§ To do
A – Answer these questions about the NTP filtering email below.
(i) Instead of the current filters, which NTP mode does the email propose blocking?
(ii) What per-packet size does the throttle on udp/123 packets target?
(iii) According to the paper cited in the email, how large can NTS extensions be?
B – Reproduce the NTP filtering email below word for word, from "If a packet" to "do) is unnecessary.".

§ Document extract
☆ ☆ ☆ ☆

On 3/18/2020 4:46 PM, Damian Menscher via NANOG wrote:
> On Wed, Mar 18, 2020 at 8:45 AM Steven Sommars
> <stevesommarsntp@gmail.com <mailto:stevesommarsntp@gmail.com>> wrote:
>
> The various NTP filters (rate limits, packet size limits) are
> negatively affecting the NTP Pool, the new secure NTP protocol
> (Network Time Security) and other clients. NTP filters were
> deployed several years ago to solve serious DDoS issues, I'm not
> second guessing those decisions. Changing the filters to instead
> block NTP mode 7, which cover monlist and other diagnostics, would
> improve NTP usability.
>
> http://www.leapsecond.com/ntp/NTP_Suitability_PTTI2020_Revised_Sommars.pdf
>
>
> I've advocated a throttle (not a hard block) on udp/123 packets with 468
> Bytes/packet (the size of a full monlist response). In your paper you
> mention NTS extensions can be 200+ bytes. How large do those packets
> typically get, in practice? And how significant is packet loss for them
> (if there's high packet loss during the occasional attack, does that
> pose a problem)?
I expect to see NTP UDP packets that would approach the MTU limit, in
some cases.
If a packet is "too big" for some pathway, then are we talking about a
fractional packet loss or are we talking about 100% packet loss (dropped
mid-way due to size)?
I implement it as a throttle... but that effectively means "0% packet loss most of the time, and significant packet loss when there's a large attack". Doing it as a complete block (which Sommars showed some networks do) is unnecessary.

☆ ☆ ☆ ☆

§ Available data

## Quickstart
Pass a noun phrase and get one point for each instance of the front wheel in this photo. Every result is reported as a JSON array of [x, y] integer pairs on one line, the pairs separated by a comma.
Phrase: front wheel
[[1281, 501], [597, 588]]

☆ ☆ ☆ ☆

§ Activity answers
A –
(i) NTP mode 7, which covers monlist and other diagnostics.
(ii) 468 bytes per packet, the size of a full monlist response.
(iii) 200+ bytes.

B –
If a packet is "too big" for some pathway, then are we talking about a
fractional packet loss or are we talking about 100% packet loss (dropped
mid-way due to size)?
I implement it as a throttle... but that effectively means "0% packet loss most of the time, and significant packet loss when there's a large attack". Doing it as a complete block (which Sommars showed some networks do) is unnecessary.